Image point grounding data

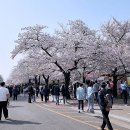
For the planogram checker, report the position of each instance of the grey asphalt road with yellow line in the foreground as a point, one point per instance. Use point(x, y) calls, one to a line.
point(48, 116)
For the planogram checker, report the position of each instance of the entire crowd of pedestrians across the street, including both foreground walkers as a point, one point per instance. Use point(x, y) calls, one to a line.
point(89, 92)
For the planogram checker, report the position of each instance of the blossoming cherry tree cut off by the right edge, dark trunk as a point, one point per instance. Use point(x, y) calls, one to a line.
point(116, 46)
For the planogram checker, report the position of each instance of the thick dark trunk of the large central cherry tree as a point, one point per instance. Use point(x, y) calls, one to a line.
point(67, 82)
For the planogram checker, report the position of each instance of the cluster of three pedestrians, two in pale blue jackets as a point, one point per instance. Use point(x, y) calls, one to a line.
point(87, 92)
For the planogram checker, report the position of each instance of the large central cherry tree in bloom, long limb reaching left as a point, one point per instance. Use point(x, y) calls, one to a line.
point(66, 49)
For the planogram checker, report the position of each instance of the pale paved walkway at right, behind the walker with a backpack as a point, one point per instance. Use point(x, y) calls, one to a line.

* **Task statement**
Go through the records and repeat each one exactly, skipping anything that is a picture.

* **Written reply**
For the planogram checker, report the position of each instance of the grey asphalt road with yellow line in the foreground as a point, one point per instance. Use point(x, y) calls, one to a line.
point(48, 116)
For the planogram checker, report the position of each instance of the entire crowd of pedestrians across the street, including both foreground walkers as a point, one point per instance. Use point(x, y) calls, one to a line.
point(89, 92)
For the planogram checker, report the position of each instance of the blossoming cherry tree cut off by the right edge, dark trunk as a point, one point per instance. Use point(x, y) calls, one to a line.
point(116, 46)
For the planogram checker, report the position of each instance of the thick dark trunk of the large central cherry tree as a point, one point per instance. Use point(x, y) calls, one to a line.
point(67, 82)
For the planogram checker, report the position of each instance of the cluster of three pedestrians, two in pale blue jackets as a point, one point per instance. Use point(x, y) calls, one to a line.
point(87, 92)
For the planogram checker, report the position of each instance of the large central cherry tree in bloom, long limb reaching left as a point, one point per instance. Use point(x, y) calls, one to a line.
point(66, 49)
For the planogram checker, report the position of each instance of the pale paved walkway at right, behind the walker with a backpack as a point, one point per instance. Use point(x, y) calls, one to a line.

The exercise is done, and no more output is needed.